Start Listed entries

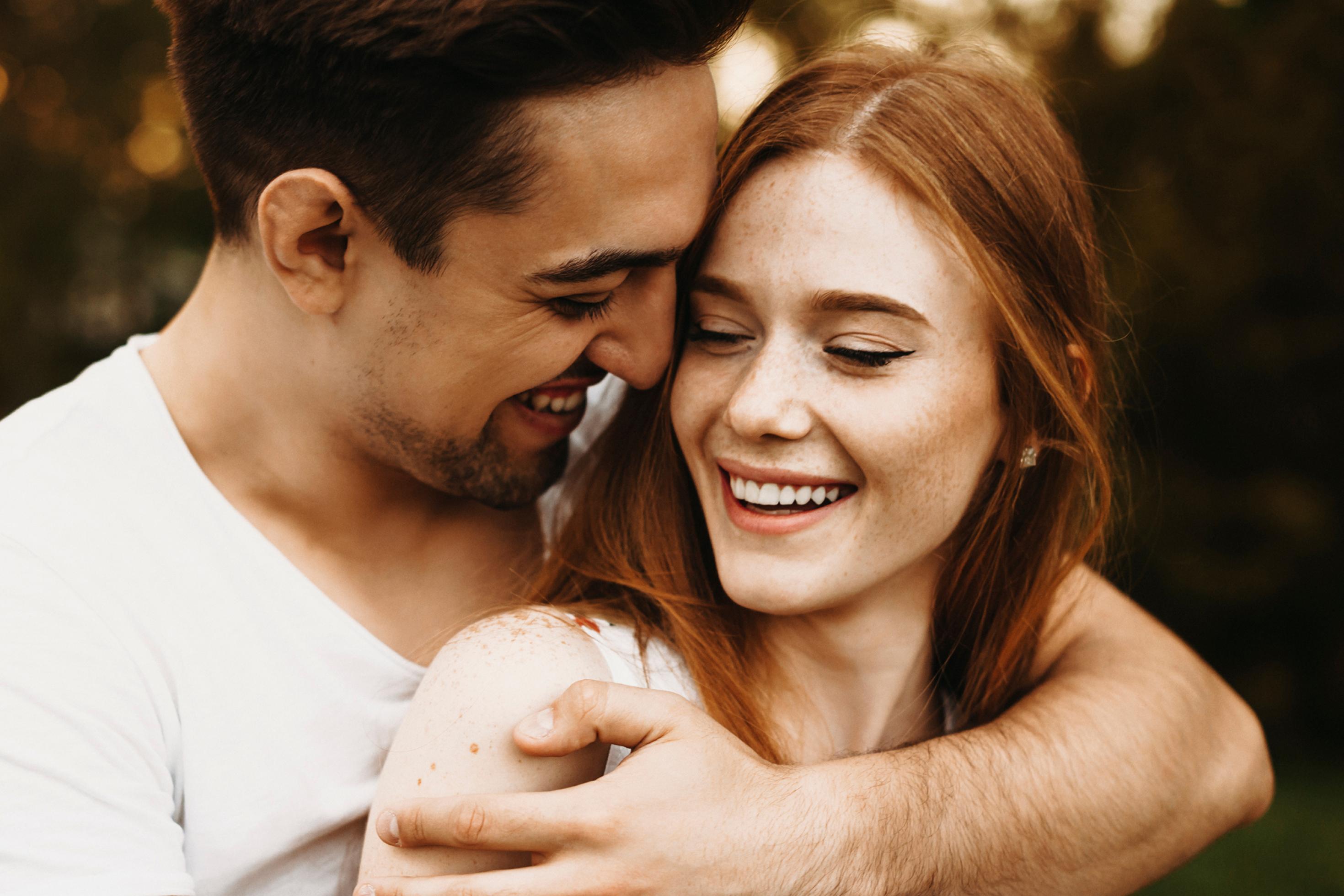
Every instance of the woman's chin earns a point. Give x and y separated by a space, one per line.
766 591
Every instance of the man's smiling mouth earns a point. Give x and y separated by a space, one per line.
554 401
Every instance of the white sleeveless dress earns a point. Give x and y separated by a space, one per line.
660 667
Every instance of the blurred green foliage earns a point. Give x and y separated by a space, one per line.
1217 159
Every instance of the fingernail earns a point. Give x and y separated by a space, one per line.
390 833
540 726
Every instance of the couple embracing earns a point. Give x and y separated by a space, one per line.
825 570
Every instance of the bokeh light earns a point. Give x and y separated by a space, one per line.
745 72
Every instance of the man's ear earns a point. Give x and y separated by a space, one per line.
305 220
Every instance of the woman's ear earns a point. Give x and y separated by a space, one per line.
305 220
1085 378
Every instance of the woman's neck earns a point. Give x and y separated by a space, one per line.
858 676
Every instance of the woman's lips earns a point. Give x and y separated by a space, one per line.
761 508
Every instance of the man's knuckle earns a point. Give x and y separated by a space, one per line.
589 699
600 824
468 825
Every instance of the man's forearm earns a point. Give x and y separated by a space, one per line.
1108 776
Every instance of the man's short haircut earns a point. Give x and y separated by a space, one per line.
410 102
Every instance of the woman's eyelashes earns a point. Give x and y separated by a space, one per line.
718 338
861 356
866 358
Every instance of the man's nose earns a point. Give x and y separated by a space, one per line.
637 342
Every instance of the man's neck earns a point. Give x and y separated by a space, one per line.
237 371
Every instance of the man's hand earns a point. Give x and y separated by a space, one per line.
1128 759
693 810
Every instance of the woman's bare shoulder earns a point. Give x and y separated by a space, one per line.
522 655
457 736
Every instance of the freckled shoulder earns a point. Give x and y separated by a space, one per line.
537 637
457 735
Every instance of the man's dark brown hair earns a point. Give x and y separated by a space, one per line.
410 102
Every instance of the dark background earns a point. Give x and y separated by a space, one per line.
1215 145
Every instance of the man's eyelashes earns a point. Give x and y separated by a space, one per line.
577 309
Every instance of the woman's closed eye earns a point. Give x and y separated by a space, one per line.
713 336
866 356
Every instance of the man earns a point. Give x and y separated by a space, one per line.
439 224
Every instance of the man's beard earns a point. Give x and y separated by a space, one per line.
482 469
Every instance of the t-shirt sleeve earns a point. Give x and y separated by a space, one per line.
86 790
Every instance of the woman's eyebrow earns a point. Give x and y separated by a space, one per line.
719 287
841 300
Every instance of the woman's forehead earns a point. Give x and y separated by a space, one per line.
825 222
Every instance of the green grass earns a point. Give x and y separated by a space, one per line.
1296 849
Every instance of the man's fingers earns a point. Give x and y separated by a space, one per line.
609 713
506 822
538 880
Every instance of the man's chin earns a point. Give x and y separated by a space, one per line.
504 481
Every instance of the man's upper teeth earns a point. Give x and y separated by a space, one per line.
553 403
775 495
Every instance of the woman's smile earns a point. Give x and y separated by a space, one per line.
773 501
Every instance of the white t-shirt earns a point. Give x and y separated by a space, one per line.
182 711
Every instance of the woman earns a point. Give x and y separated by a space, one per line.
874 478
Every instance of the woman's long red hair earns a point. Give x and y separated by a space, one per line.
974 140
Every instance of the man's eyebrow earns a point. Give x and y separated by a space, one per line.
839 300
605 261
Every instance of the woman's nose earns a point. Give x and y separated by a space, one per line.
769 401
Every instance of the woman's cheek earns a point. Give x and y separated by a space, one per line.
693 402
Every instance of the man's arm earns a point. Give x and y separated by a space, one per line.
1130 758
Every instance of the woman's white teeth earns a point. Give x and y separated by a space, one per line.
552 405
775 495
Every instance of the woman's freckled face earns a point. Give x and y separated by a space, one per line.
784 313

End Listed entries

▶ [Goal]:
Pull every line of text from the records above, word for word, and leave the pictures out.

▶ [Written reply]:
Every instance of the woman's chin earns a point. Give x and y separated by a space, one per line.
766 591
Every instance of the man's smiling mouth earns a point. Give x and y separated by a space, one per line.
554 401
Every instance of the white sleeveless dress earns a point. Give x and y separated by a space, one per line.
660 667
Every instance of the blurred green foliage earns a point. Give x and y separated by a space, one per line.
1217 159
Every instance of the fingernail earns a point. Give x and y separated by a space, one per line.
390 833
540 726
Every instance of the couple embracing earns a point. Give x and y separated by a space, one per line.
825 570
Every instance of the bokeh light earns a point. Give x and y separated by a space, one per line.
745 72
Every instance of the man's ear earns a point. Give x and y separated by a space, one per line.
305 220
Every instance of the woman's ear earns a point. Give x and y separated by a space, one per line.
305 220
1085 378
Every instance of the woman's neck earns a point. Give x and y separated by a space, one per line.
858 676
Every instance of the woman's lips earns a point. Give x and y separated by a space, one per line.
761 508
Every instance of the man's knuckle earns a point. Give x and y separated by a space, one per line.
589 699
600 824
468 825
Every instance of the man's forearm earns a point. Give x and y separated by a space, one per line.
1108 776
Every instance of the man's short haircut earns a point. Give x and y separated by a space, one per line.
410 102
Every instance of the woman's eyelashes earns a point. Give x and y separated by a space, one per line.
718 338
861 356
866 358
Every instance of the man's nose earns a point. Give x and y separated by a space, one per line.
637 342
Every instance of the man's neck earns a point. Give x and y separated by a space, one per line.
237 371
Every instance of the man's hand earns a point. Give x and y separated by a space, one per line.
1128 759
693 810
Every instance of the woman's bare shoulder earns a point. Give x and y separated by a space, one per line.
522 655
457 736
Every instance of the freckled shoulder earns a point. Give x and y separated by a space, one per line.
537 637
457 735
Every instance of the man's dark brown hair earns a point. Give x and y separated by a space, one per line.
410 102
Every instance of the dark background earns a point. Give x and y separated by a space, one per line.
1215 145
Every instance of the man's eyelashes earns a point. Give x and y separated by a space, one per line.
577 309
Every instance of the woman's closed eye earns a point. Give x and y separated by a space, one per line.
713 336
866 356
Every instance of the man earns a point. Give x and y separated by a space, one per line.
439 224
Every instance of the man's beard earns a point. Give x and y separated by a space, one per line.
482 469
Every instance of the t-shirt sleeve earns a point. Give x and y separated by a space, one per line.
86 790
Every instance of the woman's eyebrow earns a point. Give x and y separated by a space, one per line.
719 287
841 300
Every instance of the woman's forehead earns a point. Give x and y separated by a space, one per line.
825 222
Every instance of the green grass earns a point. Give x and y separated by a space, one per line.
1296 849
Every instance of the man's fingers earns a point. Give x and y separated by a space, one per line.
609 713
506 822
538 880
Every instance of the man's chin earns a point. Give x and y separated by a space, one per line.
504 481
Every instance of the man's upper teeth earns a point. Give x and y separated by a space, one per line.
553 403
775 495
Every instance of the woman's smile earns a point. Give x and y separated by a space, one per line.
773 501
Every instance of the white t-shirt earns a point. Give x and y separated by a space, one per line.
182 711
Every instance of the woman earns a point. Give x and y separated by a space, one per line.
874 478
Every instance of the woman's long red hair earns a point. Give x and y separated by a space, one per line.
974 140
Every instance of the man's eyebrow earns a point. Give x and y separated by a space, one per line.
839 300
605 261
Every instance of the woman's nose earns a point. Give x and y separated by a space, one per line.
769 401
Every instance of the woman's cheek earns a point. Give x and y separated by a space, one per line.
693 402
Every instance of the man's arm earns a point. Give x and y separated by a space, one per line.
1130 758
Every instance of the woman's white teeth earns a point. Give x and y separated by a space, one per line.
552 405
775 495
Every instance of the woman's freckled face earns a point. Give x and y separated by a space, one per line.
784 313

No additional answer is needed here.